Global retail markets will deliver mixed results in 2020, says a new report from The Economist Intelligence Unit. In volume terms, sales growth will slow compared with 2019, but in US dollar terms growth will accelerate.

 

According to details in the report, global retail sales will accelerate in US dollar terms, rising by 4.8% to reach US$20.2tn. However, in volume terms, growth will slow to 2.2%, compared with 2.5% in 2019. Asia will lead the way, but will also see a slowdown.

 

The US and China trade war will remain among the biggest concerns for the sector, along with the growth in online competition.

 

This divergence will reflect differing regional trends in demand, pricing and exchange rates, with developing markets outpacing developed ones. The fastest regional growth will be in Asia, which will account for nearly 45% of global retail sales next year. Even here volume growth will be slower than in 2019, reflecting subdued demand in China.

WORK TO DO: Repeat the retail forecast passage word for word, from start to finish. The lines that follow have no connection to the retail forecast passage.

A block of data:

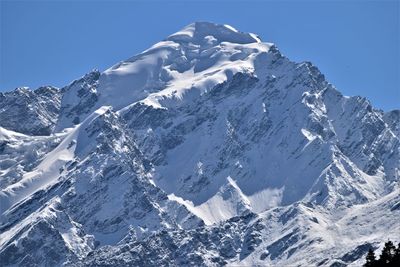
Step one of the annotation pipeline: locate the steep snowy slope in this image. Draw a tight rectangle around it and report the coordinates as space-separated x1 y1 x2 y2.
0 86 60 135
0 22 400 266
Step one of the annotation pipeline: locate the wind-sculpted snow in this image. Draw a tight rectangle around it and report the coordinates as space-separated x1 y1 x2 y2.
0 22 400 266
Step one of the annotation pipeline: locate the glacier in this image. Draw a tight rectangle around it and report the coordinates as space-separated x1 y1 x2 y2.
0 22 400 266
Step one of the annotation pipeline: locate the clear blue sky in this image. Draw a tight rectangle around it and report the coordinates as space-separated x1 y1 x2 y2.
0 0 400 110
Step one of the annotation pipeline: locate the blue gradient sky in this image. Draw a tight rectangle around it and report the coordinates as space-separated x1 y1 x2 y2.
0 0 400 110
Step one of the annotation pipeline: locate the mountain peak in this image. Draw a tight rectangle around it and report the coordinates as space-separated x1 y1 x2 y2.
167 22 261 44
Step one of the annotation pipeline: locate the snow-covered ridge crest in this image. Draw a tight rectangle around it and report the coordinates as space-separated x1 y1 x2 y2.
98 22 272 110
167 22 261 44
0 22 400 266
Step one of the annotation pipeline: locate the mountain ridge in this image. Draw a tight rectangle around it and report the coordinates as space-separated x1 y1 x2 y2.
0 22 400 266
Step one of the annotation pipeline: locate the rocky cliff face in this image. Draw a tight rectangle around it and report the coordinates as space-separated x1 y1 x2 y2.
0 22 400 266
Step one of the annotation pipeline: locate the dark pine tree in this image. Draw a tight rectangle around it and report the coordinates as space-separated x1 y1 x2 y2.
392 243 400 266
379 240 396 266
364 248 377 267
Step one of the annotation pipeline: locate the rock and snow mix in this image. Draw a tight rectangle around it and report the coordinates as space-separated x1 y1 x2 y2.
0 22 400 266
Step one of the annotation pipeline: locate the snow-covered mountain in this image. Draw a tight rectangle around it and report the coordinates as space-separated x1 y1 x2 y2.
0 22 400 266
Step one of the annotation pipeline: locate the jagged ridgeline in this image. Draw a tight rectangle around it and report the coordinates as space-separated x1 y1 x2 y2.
0 22 400 266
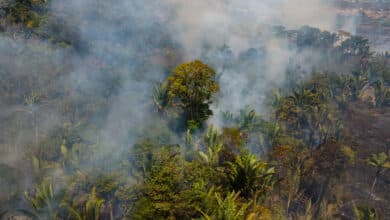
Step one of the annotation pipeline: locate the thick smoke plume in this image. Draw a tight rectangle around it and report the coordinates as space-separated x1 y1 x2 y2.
0 0 360 205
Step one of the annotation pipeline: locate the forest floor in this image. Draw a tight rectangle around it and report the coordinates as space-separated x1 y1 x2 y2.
343 102 390 219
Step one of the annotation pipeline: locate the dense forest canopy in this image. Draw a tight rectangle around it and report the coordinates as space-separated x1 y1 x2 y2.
0 0 390 220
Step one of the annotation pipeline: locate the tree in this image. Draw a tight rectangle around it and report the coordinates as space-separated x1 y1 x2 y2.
168 60 219 127
367 152 390 196
228 154 276 198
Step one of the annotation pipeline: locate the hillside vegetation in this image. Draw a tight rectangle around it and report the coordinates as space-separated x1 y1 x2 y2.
0 0 390 220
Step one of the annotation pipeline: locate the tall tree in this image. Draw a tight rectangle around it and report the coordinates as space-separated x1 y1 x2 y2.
168 60 219 127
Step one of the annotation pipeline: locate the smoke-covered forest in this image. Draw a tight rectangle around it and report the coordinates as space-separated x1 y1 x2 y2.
0 0 390 220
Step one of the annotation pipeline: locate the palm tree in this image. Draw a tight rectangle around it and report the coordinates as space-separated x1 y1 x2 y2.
228 154 275 198
199 126 223 166
23 180 59 219
199 191 251 220
367 152 390 199
67 187 105 220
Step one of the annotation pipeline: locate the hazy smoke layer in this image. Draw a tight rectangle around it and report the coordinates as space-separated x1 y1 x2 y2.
0 0 360 168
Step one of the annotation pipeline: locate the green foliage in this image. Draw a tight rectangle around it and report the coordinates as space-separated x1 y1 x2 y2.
167 60 219 127
200 191 250 220
228 154 276 199
25 180 59 219
353 204 377 220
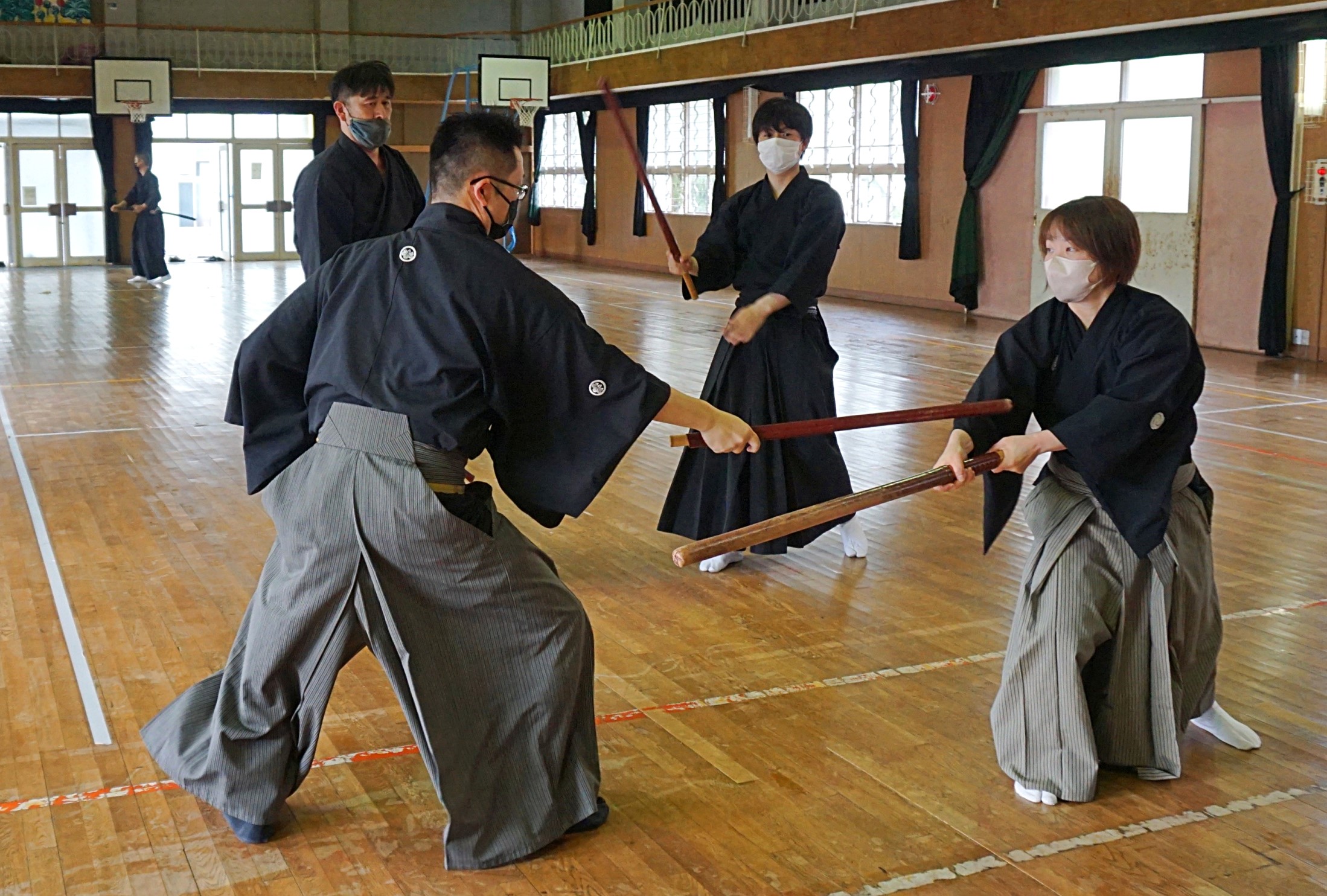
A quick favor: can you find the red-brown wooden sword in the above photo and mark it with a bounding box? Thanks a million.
[673,451,1002,567]
[669,398,1014,447]
[598,78,697,299]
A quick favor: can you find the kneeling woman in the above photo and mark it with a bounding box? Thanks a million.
[939,196,1259,804]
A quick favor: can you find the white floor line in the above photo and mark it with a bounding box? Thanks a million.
[830,784,1327,896]
[1202,418,1327,445]
[0,393,112,743]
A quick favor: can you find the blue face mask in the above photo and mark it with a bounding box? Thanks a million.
[350,118,391,149]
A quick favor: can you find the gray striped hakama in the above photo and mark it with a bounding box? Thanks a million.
[991,458,1221,802]
[142,403,600,868]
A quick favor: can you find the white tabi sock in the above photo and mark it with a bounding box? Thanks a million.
[1014,781,1060,806]
[1191,703,1262,750]
[839,516,866,557]
[701,551,746,572]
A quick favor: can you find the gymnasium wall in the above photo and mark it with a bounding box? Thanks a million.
[534,51,1273,350]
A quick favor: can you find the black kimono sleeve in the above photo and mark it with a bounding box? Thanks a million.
[682,199,740,299]
[954,310,1055,551]
[488,293,670,527]
[767,187,844,313]
[1050,304,1204,482]
[226,280,319,495]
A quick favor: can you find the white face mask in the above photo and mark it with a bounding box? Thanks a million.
[1044,255,1096,301]
[755,136,802,174]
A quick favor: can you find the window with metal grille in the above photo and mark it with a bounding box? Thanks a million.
[535,113,585,208]
[798,81,904,225]
[645,100,714,215]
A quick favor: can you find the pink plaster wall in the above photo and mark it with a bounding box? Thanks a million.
[1193,101,1276,352]
[977,115,1037,320]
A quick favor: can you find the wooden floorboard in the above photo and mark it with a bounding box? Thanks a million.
[0,261,1327,896]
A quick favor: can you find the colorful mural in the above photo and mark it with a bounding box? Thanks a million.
[0,0,92,25]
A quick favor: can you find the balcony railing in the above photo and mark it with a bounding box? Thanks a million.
[0,21,519,74]
[520,0,944,65]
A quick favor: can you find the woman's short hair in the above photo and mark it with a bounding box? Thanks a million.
[751,97,811,141]
[1039,196,1142,284]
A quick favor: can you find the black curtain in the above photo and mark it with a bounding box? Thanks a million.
[710,97,729,215]
[525,109,548,227]
[1258,44,1299,357]
[898,78,921,261]
[949,71,1037,310]
[576,112,598,246]
[632,106,650,236]
[92,115,120,264]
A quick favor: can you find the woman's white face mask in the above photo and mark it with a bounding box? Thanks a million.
[755,136,802,174]
[1044,255,1096,301]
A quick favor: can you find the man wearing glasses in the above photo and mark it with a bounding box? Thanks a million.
[143,113,760,868]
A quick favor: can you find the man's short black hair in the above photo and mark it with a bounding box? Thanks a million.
[751,97,811,139]
[429,112,520,195]
[328,60,397,102]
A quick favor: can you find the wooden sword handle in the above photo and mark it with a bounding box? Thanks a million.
[669,398,1014,447]
[673,451,1003,567]
[598,78,698,299]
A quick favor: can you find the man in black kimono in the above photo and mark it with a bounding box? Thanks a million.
[110,153,170,284]
[295,62,423,276]
[143,113,759,868]
[659,97,866,572]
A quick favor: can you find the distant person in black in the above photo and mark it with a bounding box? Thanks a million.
[295,62,423,276]
[659,97,866,572]
[110,153,170,283]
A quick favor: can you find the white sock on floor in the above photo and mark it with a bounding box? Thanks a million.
[1014,781,1060,806]
[1192,703,1262,750]
[701,551,746,572]
[839,516,866,557]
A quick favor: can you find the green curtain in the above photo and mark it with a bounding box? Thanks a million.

EXPECTED OUTPUT:
Global retail markets will deliver mixed results in 2020, says a new report from The Economist Intelligence Unit. In volume terms, sales growth will slow compared with 2019, but in US dollar terms growth will accelerate.

 

According to details in the report, global retail sales will accelerate in US dollar terms, rising by 4.8% to reach US$20.2tn. However, in volume terms, growth will slow to 2.2%, compared with 2.5% in 2019. Asia will lead the way, but will also see a slowdown.

 

The US and China trade war will remain among the biggest concerns for the sector, along with the growth in online competition.

 

This divergence will reflect differing regional trends in demand, pricing and exchange rates, with developing markets outpacing developed ones. The fastest regional growth will be in Asia, which will account for nearly 45% of global retail sales next year. Even here volume growth will be slower than in 2019, reflecting subdued demand in China.